/---
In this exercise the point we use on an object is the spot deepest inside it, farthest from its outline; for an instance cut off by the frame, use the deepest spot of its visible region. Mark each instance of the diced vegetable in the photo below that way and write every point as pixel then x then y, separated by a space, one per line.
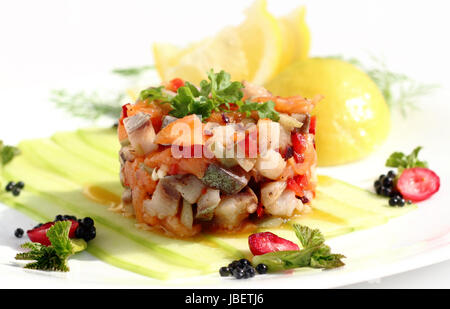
pixel 232 210
pixel 271 191
pixel 285 205
pixel 227 181
pixel 271 164
pixel 186 131
pixel 246 163
pixel 207 203
pixel 269 134
pixel 141 133
pixel 190 187
pixel 167 120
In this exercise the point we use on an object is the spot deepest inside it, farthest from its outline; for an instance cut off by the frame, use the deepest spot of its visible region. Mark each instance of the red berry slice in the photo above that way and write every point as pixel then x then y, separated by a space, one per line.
pixel 39 234
pixel 262 243
pixel 418 184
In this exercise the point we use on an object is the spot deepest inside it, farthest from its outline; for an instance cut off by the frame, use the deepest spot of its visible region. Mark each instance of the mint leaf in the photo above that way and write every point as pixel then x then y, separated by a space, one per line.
pixel 315 253
pixel 308 237
pixel 58 235
pixel 53 257
pixel 402 161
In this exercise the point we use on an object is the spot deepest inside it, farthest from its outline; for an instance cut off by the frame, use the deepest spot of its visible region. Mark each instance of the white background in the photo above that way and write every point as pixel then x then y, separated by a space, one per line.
pixel 74 44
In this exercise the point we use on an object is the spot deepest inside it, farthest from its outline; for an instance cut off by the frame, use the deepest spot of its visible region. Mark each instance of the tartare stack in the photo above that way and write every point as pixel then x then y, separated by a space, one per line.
pixel 220 157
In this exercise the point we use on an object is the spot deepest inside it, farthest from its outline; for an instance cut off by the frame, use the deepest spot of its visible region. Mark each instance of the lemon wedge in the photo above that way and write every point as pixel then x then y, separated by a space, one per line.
pixel 352 120
pixel 250 51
\---
• _What is required_: Copy exactly the line that contains "the red berry" and all lines after it in the listing above, through the final line, and nothing else.

• _Solution for this exercise_:
In this exercise the point we use on an object is the spot deepest inside it, farthest from its outline; for an instance cut off by the frame, use the deepest spot of its visible region. Mark each instance of the red berry slice in the photo above that way and write every point as pixel then x then y, separated by a space, one per line.
pixel 39 234
pixel 262 243
pixel 418 184
In this exercise the point we use on an object is the spot deepest inside it, farthest from its outline; for an instance cut off by the frame, use the deepest spot of its visible region. Mark each instance of the mint leaf in the photo above that way and write every point as pixel then x then y, separated by a space, one per line.
pixel 315 253
pixel 308 237
pixel 58 235
pixel 53 257
pixel 402 161
In this exercise the point we use on an object is the spot deepest inside it, farthest from its outline; for an instance cut off by the frame, use the deepest spot of its visible region. Mark each instance of the white background in the photo above that way and write every point as pixel then x then y, separated by a space, one per line.
pixel 74 44
In this exercise the point we use on an object is the spot deepest inside it, farthest from its outline; for an instance cut off by the frame, use the deepest spot of its visible region. Mark each instance of the tartare stack in the photo above that way and write every point as pixel then x then y, separated by a space, one per line.
pixel 220 157
In this exercise the point we use on an object is the spot deepest inside it, farthest from its outline; for an instance cut off by the frame, use the deepest spot of its visible region. Mark each instance of the lemon wedge in the photo above that way and write every point as pixel then x then y, separated by a space, one per line.
pixel 352 120
pixel 250 51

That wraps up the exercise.